Please reproduce the data verbatim, starting with the line that contains "task: provide the mask of each instance of the apartment" and continuing through the last line of the data, with both ends included.

------ Listing ------

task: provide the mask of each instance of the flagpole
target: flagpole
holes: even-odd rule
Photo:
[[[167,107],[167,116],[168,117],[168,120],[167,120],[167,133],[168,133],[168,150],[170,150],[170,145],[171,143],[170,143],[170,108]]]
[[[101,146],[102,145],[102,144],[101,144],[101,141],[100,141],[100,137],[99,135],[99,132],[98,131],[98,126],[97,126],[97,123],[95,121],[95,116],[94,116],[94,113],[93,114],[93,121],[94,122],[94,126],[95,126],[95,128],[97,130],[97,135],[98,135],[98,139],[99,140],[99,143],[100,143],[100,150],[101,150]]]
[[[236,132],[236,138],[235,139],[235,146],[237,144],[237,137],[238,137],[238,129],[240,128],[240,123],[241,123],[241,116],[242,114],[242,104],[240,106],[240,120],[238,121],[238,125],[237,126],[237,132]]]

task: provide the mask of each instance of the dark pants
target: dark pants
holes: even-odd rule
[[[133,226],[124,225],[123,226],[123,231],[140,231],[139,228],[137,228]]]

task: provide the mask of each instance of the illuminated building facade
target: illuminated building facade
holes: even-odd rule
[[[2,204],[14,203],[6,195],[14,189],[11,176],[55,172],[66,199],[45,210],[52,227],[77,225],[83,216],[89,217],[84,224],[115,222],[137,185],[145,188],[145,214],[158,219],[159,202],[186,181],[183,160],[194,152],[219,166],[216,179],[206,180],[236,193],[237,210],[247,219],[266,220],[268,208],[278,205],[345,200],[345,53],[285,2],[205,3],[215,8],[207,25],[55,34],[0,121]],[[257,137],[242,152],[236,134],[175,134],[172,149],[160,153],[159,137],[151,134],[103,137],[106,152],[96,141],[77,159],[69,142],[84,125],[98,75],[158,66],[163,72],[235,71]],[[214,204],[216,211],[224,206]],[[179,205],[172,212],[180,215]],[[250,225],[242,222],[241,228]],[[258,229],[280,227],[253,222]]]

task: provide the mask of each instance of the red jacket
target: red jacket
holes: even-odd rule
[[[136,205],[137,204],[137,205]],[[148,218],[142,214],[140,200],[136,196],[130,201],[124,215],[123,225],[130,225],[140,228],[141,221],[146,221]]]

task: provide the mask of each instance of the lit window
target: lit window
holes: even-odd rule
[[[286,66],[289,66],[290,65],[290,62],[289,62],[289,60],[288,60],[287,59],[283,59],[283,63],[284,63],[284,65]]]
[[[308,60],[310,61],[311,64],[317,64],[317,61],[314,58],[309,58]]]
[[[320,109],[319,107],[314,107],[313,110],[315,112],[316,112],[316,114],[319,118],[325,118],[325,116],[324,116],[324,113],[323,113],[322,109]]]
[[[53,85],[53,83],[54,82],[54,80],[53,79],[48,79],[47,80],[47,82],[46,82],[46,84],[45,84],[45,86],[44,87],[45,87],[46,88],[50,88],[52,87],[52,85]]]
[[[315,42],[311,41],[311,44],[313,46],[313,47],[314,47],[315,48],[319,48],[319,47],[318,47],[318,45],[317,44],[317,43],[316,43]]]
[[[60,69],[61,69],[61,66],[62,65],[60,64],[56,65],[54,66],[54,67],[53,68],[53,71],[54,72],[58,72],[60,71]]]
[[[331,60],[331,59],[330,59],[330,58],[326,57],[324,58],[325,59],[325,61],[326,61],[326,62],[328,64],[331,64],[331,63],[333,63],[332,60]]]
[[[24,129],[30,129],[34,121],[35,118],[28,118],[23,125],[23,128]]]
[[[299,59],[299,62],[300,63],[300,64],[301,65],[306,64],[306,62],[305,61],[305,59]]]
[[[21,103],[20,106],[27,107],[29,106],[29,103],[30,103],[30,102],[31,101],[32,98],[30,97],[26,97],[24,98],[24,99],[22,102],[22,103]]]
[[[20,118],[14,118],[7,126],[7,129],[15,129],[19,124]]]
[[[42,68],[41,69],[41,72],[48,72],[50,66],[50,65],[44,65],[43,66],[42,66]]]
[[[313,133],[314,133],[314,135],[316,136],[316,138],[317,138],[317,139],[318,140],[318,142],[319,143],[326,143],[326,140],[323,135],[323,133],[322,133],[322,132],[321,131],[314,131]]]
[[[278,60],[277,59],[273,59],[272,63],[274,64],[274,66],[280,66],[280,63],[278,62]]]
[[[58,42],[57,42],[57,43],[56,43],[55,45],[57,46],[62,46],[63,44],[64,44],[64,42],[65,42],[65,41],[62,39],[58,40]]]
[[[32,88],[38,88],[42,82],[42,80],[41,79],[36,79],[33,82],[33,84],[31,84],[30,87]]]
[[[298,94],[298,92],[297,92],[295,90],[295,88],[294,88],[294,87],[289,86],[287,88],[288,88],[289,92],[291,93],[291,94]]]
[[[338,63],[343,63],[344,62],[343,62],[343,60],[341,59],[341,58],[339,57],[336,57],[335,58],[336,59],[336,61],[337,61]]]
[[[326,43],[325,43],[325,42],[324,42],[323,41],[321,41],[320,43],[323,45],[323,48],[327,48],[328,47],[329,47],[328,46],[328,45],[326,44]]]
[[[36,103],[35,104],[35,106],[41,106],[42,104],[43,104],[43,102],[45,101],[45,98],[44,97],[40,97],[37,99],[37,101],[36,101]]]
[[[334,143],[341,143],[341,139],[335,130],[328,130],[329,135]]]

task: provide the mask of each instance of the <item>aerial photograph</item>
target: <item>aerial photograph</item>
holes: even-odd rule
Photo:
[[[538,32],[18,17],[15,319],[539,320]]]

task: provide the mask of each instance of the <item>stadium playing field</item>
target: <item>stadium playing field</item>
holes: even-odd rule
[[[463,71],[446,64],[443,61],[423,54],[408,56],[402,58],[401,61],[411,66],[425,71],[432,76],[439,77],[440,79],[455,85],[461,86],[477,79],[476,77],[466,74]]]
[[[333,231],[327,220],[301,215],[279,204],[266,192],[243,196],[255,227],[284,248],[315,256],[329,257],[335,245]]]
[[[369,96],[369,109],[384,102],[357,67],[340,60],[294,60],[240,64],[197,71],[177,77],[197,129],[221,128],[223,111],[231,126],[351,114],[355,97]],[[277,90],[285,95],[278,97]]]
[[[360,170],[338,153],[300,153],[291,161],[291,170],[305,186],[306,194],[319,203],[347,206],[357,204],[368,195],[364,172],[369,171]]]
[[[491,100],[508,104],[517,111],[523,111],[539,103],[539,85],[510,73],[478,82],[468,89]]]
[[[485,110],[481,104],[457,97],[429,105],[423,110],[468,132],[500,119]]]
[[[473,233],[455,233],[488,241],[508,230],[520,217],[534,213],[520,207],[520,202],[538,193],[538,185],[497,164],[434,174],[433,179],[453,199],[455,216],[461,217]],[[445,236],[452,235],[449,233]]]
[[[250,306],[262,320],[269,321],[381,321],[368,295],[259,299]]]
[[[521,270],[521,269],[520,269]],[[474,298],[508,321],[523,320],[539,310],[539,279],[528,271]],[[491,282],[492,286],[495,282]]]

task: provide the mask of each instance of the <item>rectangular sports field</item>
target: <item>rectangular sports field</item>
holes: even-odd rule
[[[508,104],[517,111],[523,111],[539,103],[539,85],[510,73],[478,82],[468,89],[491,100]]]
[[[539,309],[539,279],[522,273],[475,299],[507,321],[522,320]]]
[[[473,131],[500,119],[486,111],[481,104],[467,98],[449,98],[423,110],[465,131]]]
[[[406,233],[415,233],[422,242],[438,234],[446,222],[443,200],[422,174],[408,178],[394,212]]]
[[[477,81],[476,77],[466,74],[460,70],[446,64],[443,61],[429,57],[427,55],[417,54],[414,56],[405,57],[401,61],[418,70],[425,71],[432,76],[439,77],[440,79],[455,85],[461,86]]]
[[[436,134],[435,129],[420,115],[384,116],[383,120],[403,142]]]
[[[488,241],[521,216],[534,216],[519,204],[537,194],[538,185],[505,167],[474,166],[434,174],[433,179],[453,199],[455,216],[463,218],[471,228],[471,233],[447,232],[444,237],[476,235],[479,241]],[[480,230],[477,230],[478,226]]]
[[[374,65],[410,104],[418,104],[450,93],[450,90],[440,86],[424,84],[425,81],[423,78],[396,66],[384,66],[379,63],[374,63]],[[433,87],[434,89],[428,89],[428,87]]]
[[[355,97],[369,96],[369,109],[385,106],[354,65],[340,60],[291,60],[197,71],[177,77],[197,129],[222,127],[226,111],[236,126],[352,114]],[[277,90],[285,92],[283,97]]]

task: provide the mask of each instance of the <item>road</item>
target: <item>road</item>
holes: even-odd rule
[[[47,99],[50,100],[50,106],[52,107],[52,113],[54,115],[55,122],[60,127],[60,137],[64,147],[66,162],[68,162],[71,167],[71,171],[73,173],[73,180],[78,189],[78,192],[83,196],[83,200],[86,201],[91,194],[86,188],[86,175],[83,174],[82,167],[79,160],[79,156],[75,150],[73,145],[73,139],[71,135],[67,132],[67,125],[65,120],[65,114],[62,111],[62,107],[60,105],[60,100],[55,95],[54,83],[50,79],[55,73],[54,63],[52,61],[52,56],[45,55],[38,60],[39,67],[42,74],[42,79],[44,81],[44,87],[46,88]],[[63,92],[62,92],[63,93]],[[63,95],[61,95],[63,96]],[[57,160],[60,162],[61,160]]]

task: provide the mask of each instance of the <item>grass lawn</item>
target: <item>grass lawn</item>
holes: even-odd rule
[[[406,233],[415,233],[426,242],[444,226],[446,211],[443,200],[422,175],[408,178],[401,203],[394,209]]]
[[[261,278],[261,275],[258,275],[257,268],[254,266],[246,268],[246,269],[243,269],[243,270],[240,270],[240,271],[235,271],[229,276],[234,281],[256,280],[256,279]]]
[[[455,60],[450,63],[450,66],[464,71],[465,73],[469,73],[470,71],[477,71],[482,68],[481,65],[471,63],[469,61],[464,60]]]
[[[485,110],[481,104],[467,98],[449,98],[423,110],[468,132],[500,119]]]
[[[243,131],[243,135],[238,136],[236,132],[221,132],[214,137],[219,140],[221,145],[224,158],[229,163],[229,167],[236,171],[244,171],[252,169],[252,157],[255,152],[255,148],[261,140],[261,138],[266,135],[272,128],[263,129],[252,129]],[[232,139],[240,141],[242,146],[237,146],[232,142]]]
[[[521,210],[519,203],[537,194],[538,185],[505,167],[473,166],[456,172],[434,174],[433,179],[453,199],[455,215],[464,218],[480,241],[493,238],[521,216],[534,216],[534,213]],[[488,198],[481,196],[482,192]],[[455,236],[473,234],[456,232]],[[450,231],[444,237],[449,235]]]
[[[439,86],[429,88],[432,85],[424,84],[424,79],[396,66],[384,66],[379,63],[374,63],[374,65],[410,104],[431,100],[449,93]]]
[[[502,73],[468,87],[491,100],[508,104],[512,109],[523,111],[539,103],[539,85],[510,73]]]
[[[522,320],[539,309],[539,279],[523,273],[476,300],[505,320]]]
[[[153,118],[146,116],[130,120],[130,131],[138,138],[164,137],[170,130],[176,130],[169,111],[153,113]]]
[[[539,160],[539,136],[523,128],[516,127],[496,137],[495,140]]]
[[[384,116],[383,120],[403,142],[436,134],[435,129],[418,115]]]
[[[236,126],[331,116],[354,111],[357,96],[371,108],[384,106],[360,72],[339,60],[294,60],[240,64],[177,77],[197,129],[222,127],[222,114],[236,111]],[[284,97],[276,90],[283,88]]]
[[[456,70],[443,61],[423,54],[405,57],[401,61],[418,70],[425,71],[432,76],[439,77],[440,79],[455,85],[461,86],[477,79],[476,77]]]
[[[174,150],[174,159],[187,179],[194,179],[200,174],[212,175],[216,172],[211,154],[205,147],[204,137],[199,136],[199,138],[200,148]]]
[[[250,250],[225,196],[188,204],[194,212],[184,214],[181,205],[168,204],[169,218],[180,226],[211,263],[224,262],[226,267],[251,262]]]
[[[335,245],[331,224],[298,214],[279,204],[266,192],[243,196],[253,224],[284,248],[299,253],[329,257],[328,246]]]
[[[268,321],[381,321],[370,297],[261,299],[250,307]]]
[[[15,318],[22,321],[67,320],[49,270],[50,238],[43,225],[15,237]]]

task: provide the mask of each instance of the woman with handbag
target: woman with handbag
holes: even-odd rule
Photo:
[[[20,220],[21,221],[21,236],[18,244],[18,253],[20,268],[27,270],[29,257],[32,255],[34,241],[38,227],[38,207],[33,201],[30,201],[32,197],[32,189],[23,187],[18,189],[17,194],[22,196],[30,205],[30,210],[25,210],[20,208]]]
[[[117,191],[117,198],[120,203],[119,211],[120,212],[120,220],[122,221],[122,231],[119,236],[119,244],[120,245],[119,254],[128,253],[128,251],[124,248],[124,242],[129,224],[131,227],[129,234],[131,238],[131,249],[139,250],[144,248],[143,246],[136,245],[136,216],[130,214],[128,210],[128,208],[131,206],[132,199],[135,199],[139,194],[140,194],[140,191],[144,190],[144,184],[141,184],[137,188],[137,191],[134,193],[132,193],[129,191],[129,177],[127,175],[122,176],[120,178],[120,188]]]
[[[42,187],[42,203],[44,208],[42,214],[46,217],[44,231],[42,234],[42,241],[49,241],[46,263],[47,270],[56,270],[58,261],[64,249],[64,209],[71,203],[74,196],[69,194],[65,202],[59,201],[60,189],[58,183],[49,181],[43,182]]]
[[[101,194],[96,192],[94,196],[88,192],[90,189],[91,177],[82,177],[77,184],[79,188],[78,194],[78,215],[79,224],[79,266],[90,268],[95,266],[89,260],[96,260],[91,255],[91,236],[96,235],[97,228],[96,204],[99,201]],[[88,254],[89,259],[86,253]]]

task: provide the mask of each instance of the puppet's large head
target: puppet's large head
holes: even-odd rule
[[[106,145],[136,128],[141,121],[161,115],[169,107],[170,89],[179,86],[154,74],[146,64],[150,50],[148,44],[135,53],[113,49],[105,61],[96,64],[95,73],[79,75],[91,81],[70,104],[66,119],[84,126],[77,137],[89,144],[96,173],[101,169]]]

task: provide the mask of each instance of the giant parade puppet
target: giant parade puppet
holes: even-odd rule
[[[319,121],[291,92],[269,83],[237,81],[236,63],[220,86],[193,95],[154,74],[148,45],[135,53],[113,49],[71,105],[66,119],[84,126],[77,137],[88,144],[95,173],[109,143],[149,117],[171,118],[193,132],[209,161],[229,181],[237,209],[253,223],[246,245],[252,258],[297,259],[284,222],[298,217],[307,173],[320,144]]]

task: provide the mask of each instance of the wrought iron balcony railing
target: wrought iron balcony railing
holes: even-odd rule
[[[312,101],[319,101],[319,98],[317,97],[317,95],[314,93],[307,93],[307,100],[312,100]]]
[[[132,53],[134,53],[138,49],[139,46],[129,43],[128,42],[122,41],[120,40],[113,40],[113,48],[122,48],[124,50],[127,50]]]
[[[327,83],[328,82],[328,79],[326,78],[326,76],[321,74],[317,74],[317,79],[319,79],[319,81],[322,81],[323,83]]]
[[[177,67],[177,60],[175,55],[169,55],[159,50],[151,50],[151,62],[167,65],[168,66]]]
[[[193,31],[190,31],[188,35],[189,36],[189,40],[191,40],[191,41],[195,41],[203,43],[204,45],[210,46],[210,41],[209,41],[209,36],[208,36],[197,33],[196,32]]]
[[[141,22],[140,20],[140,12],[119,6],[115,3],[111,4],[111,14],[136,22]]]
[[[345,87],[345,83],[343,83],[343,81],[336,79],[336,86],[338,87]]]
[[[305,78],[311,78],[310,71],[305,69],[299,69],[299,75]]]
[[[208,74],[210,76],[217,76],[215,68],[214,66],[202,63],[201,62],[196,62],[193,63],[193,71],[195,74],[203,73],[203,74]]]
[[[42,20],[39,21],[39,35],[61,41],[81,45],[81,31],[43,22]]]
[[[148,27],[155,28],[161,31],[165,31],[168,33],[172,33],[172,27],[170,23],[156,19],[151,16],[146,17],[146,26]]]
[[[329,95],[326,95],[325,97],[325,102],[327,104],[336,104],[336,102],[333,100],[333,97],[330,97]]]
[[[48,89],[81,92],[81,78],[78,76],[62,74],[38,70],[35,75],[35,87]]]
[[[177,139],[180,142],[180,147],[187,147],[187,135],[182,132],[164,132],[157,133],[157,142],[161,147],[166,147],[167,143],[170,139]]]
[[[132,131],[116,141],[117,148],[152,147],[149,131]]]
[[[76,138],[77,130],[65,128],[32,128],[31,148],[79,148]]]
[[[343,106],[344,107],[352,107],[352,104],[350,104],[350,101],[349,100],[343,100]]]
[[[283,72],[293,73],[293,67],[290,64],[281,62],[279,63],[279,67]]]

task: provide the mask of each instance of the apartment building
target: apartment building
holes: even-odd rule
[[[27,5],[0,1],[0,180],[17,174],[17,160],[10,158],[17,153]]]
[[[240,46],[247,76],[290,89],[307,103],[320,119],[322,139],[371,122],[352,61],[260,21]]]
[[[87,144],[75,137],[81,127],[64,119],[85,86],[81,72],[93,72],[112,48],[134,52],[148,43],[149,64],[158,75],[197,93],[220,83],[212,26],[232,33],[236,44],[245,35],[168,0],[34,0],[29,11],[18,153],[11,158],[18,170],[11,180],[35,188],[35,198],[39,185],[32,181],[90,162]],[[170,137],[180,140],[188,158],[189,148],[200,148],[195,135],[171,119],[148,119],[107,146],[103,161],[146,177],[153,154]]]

------

Final result:
task: provide the mask of each instance of the apartment building
target: apartment building
holes: even-odd rule
[[[27,5],[0,1],[0,180],[17,174],[17,160],[10,158],[17,153]]]
[[[240,46],[247,76],[290,89],[307,103],[320,119],[322,139],[371,122],[352,61],[260,21]]]
[[[87,144],[75,137],[81,127],[64,119],[85,86],[81,72],[93,72],[112,48],[134,52],[148,43],[149,64],[158,75],[197,93],[220,83],[212,26],[232,33],[236,44],[245,35],[168,0],[34,0],[29,11],[18,153],[11,158],[18,170],[11,180],[35,188],[35,198],[39,185],[32,181],[90,162]],[[170,137],[180,140],[188,158],[189,148],[200,148],[195,135],[171,119],[148,119],[107,146],[103,161],[146,177],[153,154]]]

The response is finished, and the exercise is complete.